> **SUPPLIED PASSAGE**:
Week 10: Neural Networks

POP77032 Quantitative Text Analysis for Social Scientists

Tom Paskhalis

Overview

  • Single-layer perceptron
  • Linear separability
  • Gradient descent
  • Stochastic gradient descent

Introduction to
Neural Networks

Some History

(Google Books Ngram Viewer)

Laying the Foundation

  • In 1943 McCulloch and Pitts proposed a mathematical model of the nervous system as an inteconnected network of simple logical units (neurons).
  • In 1958 Rosenblatt developed the first neuron-based supervised image recognition system called Mark I Perceptron, which could learn to classify simple images of letters and shapes.
  • In 1969 Minsky and Papert in their book “Perceptrons” highlighted the limitations of single-layer perceptrons, particularly, their inability to learn non-linearly separable functions.
  • This led to a period, called the “AI winter” with research on neural networks and AI broadly being largely abandoned until the re-surgence of interest in late 1990s and early 2000s with the advent of deep learning.
  • While nervous system analogies inspired a lot of the original work on neural networks, contemporary approaches are rather removed due to poor understanding of brain function.

Why Neural Networks?

  • Highly flexible and generisable architecture (can be adapted for any kind of output).
  • Can learn complex, non-linear relationships between inputs and outputs.

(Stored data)
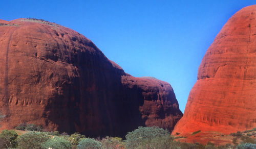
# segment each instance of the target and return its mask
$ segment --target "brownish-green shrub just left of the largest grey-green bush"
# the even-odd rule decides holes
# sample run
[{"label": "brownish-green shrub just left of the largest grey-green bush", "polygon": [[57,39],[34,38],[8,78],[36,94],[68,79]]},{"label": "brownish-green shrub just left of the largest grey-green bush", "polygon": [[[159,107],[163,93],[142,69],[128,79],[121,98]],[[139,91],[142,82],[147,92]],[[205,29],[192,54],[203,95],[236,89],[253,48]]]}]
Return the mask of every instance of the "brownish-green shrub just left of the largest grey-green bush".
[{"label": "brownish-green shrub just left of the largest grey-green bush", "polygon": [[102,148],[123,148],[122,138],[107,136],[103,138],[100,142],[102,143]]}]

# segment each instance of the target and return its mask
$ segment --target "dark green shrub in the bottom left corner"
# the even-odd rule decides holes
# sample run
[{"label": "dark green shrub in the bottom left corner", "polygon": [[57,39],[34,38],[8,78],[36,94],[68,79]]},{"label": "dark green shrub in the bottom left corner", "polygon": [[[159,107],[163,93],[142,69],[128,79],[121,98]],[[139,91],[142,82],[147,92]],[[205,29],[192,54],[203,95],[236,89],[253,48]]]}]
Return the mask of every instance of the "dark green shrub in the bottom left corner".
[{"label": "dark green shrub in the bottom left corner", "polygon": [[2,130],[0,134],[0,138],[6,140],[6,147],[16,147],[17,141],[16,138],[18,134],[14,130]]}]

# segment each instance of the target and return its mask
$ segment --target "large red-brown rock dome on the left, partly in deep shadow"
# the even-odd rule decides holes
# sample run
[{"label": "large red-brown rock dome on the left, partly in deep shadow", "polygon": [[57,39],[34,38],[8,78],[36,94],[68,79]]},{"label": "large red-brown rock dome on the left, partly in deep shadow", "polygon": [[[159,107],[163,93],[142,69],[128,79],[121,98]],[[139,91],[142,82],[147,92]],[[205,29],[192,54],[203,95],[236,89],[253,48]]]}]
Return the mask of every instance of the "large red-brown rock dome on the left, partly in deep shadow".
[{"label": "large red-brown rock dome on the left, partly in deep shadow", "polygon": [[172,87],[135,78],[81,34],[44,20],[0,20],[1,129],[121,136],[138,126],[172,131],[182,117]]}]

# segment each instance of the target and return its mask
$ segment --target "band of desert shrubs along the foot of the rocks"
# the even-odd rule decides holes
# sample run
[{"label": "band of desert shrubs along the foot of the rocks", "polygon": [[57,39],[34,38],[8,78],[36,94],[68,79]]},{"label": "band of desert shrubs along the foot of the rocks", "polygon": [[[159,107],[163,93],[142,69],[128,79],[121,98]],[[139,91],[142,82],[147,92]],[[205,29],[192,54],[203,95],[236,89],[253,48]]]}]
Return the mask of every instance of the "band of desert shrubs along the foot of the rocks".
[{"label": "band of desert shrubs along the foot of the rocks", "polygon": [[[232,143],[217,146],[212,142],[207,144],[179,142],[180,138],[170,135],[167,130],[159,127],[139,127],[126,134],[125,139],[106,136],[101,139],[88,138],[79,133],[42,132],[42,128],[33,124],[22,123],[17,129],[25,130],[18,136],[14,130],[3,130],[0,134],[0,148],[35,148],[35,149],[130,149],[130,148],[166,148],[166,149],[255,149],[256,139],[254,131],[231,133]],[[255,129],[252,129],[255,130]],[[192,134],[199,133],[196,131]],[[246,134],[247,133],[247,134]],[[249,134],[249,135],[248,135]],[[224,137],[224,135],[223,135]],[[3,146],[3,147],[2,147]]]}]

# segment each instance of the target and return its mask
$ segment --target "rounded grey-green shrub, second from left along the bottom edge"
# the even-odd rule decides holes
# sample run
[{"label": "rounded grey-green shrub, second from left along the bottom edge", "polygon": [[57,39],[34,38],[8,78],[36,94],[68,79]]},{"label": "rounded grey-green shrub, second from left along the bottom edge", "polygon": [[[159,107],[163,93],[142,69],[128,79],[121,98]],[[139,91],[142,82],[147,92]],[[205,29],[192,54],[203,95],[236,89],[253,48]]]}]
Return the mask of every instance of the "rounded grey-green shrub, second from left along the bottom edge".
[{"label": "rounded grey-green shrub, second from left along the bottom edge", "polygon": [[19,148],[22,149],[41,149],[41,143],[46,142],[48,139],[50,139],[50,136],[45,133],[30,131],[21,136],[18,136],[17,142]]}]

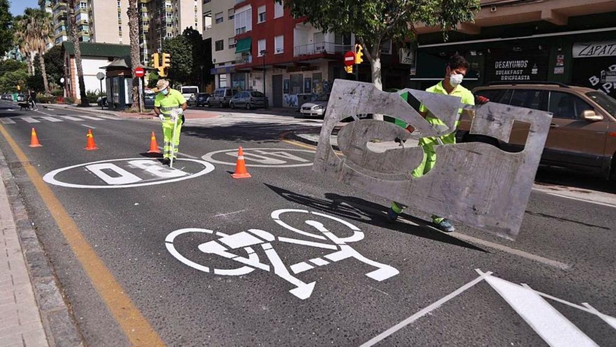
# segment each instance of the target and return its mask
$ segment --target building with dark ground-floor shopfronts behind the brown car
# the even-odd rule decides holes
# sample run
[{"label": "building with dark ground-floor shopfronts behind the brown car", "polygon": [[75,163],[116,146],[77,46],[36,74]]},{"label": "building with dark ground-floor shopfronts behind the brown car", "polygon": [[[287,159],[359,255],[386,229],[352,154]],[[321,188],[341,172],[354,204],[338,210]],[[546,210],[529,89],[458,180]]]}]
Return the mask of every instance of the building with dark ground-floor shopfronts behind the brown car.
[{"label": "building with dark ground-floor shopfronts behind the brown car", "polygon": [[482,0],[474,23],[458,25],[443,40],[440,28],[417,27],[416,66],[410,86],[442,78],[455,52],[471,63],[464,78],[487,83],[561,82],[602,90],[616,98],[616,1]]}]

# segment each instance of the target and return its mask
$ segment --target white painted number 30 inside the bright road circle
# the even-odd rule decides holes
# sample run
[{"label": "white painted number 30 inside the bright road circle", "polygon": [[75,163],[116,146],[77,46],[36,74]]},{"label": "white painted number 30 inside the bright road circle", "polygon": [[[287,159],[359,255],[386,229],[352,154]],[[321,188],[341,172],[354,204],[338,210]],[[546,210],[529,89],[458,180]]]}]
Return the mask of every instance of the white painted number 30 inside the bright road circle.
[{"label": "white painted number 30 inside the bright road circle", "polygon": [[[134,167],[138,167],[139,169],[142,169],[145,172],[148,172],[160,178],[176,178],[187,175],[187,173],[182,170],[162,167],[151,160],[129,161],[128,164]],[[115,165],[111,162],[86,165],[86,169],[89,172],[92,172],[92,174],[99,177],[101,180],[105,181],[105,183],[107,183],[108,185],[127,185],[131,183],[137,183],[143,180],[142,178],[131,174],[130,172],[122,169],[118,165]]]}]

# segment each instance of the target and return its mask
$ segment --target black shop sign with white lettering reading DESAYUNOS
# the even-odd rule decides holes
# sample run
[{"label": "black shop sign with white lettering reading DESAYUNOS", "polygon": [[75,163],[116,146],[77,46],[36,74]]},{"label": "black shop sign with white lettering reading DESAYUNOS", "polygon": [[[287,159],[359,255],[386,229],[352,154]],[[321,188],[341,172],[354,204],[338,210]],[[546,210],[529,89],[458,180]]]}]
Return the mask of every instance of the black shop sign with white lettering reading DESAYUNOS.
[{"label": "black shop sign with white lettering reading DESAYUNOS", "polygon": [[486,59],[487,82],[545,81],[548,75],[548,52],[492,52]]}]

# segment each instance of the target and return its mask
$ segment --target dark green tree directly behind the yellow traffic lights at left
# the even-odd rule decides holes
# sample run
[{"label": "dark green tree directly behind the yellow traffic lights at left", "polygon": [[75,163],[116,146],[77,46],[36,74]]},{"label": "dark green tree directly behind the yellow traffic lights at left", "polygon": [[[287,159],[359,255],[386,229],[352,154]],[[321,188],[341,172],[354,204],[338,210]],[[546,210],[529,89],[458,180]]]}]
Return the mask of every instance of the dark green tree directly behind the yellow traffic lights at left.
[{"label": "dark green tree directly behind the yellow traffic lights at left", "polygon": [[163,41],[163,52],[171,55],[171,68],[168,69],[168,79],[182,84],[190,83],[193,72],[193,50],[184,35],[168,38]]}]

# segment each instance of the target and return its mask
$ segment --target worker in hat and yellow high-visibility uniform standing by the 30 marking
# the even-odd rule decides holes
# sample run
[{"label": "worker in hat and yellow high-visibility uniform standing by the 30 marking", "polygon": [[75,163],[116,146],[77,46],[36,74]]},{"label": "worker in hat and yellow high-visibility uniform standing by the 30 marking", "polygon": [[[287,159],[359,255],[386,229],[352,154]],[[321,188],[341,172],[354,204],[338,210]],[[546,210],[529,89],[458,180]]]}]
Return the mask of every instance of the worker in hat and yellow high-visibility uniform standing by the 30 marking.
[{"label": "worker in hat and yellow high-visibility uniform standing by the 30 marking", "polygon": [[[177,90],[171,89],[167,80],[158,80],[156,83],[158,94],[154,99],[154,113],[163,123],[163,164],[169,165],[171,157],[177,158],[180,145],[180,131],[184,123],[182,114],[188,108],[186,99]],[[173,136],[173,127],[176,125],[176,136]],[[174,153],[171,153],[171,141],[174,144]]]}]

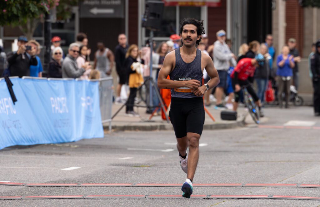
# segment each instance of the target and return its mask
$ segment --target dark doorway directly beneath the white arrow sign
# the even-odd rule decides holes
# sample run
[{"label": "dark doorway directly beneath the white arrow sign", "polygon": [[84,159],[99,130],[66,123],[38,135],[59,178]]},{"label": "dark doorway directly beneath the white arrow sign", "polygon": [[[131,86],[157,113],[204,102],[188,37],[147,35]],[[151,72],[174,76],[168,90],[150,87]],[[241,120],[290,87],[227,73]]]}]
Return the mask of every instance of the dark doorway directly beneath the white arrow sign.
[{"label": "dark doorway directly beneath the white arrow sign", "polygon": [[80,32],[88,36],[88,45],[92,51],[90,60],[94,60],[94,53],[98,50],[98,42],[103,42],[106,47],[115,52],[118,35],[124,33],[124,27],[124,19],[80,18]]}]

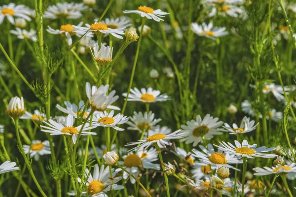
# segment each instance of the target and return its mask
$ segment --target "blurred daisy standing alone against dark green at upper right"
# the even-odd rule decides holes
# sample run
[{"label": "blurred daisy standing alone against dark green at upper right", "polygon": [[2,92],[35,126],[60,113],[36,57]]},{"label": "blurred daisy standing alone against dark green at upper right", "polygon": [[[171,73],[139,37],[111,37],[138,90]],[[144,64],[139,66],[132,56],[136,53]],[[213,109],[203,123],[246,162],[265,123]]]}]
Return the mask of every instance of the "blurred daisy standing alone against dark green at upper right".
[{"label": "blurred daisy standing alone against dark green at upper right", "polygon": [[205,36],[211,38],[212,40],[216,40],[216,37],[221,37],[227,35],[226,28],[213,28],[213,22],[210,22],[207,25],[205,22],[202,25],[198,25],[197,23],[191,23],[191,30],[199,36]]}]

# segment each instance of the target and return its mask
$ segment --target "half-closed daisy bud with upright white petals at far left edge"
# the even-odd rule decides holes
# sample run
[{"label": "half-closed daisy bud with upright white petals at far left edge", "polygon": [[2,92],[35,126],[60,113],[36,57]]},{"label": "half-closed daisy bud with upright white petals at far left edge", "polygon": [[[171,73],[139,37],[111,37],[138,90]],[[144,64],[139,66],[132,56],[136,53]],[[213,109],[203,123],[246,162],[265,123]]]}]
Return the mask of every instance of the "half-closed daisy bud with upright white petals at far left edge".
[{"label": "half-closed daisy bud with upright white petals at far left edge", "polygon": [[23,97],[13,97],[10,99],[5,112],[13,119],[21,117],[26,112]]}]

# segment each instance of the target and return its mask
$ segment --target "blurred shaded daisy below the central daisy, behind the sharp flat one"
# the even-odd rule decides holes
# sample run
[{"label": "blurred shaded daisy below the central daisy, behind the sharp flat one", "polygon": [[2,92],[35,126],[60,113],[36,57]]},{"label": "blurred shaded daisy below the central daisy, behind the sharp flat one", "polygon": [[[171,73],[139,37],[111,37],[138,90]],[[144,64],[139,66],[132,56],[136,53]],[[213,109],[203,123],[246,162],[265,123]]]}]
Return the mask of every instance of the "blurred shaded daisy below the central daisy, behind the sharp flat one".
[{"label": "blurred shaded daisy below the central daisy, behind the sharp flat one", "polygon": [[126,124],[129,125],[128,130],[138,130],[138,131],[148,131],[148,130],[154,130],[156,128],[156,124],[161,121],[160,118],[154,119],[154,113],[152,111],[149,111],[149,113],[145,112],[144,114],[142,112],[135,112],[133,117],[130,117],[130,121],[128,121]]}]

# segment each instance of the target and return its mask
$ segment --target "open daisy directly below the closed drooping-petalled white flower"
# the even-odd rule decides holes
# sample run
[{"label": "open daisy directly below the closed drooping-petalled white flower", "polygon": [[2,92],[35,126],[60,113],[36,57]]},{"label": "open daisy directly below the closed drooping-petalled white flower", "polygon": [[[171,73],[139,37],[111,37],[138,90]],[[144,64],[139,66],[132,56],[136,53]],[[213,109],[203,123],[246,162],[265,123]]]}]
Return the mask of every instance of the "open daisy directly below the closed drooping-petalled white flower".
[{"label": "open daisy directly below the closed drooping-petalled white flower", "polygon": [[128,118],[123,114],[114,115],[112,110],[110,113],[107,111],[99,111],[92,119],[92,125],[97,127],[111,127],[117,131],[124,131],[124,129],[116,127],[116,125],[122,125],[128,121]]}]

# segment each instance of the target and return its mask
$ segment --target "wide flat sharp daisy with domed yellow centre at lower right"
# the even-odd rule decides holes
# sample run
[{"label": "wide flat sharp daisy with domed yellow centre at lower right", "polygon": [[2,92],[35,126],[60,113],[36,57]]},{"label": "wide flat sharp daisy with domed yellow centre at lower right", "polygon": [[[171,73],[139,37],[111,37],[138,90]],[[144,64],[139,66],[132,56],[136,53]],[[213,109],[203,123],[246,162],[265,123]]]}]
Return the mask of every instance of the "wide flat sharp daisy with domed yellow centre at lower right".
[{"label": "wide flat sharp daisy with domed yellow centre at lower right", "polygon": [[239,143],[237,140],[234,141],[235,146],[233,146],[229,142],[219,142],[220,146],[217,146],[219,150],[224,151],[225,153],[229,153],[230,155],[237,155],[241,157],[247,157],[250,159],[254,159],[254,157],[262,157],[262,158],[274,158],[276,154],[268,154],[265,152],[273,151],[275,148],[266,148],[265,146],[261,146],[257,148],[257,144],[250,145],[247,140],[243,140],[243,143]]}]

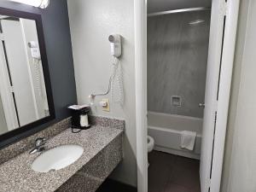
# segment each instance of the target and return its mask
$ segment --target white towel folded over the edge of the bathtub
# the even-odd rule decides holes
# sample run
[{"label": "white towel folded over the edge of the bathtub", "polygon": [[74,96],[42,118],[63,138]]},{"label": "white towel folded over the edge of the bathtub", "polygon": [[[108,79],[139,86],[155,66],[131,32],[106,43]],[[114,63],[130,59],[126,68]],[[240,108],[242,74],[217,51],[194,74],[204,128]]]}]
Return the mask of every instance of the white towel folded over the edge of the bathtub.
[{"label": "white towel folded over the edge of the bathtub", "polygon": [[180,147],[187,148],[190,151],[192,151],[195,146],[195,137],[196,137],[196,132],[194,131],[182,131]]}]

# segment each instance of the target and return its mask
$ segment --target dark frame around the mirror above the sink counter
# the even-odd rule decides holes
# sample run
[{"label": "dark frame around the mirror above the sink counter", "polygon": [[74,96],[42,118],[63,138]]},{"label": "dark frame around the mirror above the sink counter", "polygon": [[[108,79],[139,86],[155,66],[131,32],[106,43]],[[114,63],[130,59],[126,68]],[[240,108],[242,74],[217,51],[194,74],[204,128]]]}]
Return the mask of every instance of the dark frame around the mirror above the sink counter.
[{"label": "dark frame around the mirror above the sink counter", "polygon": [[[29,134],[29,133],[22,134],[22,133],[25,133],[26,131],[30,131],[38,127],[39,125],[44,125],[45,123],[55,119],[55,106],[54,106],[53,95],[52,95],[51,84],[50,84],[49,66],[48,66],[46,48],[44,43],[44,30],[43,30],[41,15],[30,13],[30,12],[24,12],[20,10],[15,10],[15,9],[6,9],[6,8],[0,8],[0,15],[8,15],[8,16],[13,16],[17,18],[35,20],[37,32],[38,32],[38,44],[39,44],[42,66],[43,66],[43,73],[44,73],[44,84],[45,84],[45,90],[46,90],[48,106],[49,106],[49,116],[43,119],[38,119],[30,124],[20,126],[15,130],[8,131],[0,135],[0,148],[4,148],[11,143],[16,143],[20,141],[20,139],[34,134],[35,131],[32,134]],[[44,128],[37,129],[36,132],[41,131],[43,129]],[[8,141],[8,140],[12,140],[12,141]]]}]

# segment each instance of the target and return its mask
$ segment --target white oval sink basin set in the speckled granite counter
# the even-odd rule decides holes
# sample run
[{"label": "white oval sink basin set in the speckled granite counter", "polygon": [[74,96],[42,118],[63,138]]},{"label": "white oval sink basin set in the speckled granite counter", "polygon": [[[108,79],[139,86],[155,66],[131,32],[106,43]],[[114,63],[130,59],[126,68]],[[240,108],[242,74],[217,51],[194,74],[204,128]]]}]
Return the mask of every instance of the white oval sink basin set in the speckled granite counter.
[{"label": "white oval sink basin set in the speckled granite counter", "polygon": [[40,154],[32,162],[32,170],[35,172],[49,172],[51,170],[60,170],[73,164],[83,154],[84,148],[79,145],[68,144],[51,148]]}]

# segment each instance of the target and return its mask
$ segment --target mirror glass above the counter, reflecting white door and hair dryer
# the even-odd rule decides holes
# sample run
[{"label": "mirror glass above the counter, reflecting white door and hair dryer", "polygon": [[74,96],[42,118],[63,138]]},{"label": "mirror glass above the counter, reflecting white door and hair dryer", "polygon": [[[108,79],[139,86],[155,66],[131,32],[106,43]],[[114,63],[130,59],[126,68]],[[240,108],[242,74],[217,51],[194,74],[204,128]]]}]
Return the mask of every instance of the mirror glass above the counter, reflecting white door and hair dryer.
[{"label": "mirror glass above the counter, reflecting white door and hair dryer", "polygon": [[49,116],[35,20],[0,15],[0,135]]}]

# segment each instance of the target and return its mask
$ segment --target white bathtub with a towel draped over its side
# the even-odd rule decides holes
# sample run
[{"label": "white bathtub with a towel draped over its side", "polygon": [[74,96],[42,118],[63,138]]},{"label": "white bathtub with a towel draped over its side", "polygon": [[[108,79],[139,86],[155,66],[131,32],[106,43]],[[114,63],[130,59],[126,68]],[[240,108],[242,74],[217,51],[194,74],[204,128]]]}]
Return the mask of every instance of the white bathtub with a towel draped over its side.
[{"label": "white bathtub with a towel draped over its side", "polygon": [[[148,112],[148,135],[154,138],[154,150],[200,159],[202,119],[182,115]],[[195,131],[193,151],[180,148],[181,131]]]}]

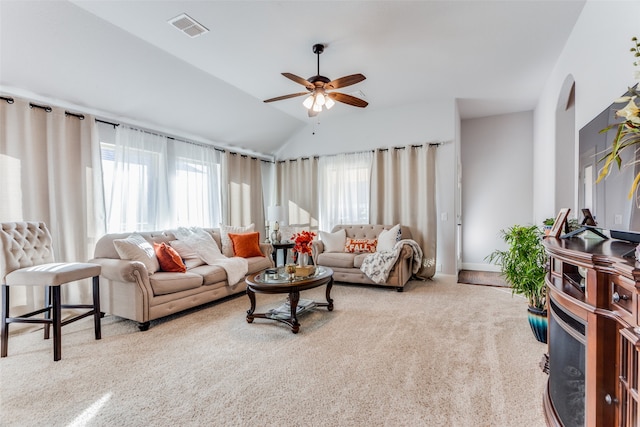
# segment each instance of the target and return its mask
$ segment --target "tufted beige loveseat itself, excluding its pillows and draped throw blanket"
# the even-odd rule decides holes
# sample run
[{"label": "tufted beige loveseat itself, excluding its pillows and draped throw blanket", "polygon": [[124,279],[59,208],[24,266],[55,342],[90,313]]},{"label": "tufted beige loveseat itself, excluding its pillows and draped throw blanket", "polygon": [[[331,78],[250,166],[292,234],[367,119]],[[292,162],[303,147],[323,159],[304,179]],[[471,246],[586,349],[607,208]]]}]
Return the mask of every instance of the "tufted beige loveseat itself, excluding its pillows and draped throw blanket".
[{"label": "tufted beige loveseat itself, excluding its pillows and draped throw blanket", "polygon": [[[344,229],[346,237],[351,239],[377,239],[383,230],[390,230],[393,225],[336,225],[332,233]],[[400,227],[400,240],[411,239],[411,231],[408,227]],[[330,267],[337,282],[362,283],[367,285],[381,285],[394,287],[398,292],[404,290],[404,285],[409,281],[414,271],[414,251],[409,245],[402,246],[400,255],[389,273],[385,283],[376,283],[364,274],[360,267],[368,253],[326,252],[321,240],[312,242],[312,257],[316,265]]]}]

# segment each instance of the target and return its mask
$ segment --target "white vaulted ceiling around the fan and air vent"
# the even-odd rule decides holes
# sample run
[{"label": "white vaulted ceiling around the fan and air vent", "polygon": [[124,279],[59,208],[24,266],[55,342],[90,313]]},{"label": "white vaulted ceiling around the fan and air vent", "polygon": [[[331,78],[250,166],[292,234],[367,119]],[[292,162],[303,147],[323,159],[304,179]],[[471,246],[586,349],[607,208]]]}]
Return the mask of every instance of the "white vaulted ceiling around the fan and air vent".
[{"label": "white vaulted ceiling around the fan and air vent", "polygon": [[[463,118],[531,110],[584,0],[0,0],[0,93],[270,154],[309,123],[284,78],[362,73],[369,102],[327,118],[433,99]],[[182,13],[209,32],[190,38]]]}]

> **ACTIVITY**: Copy the part of the neural networks lecture notes starting at "Introduction to" and ending at "letters and shapes.", word for word. The entries have no connection to the neural networks lecture notes.

> **ANSWER TO THIS PROBLEM**:
Introduction to
Neural Networks

Some History

(Google Books Ngram Viewer)

Laying the Foundation

  • In 1943 McCulloch and Pitts proposed a mathematical model of the nervous system as an inteconnected network of simple logical units (neurons).
  • In 1958 Rosenblatt developed the first neuron-based supervised image recognition system called Mark I Perceptron, which could learn to classify simple images of letters and shapes.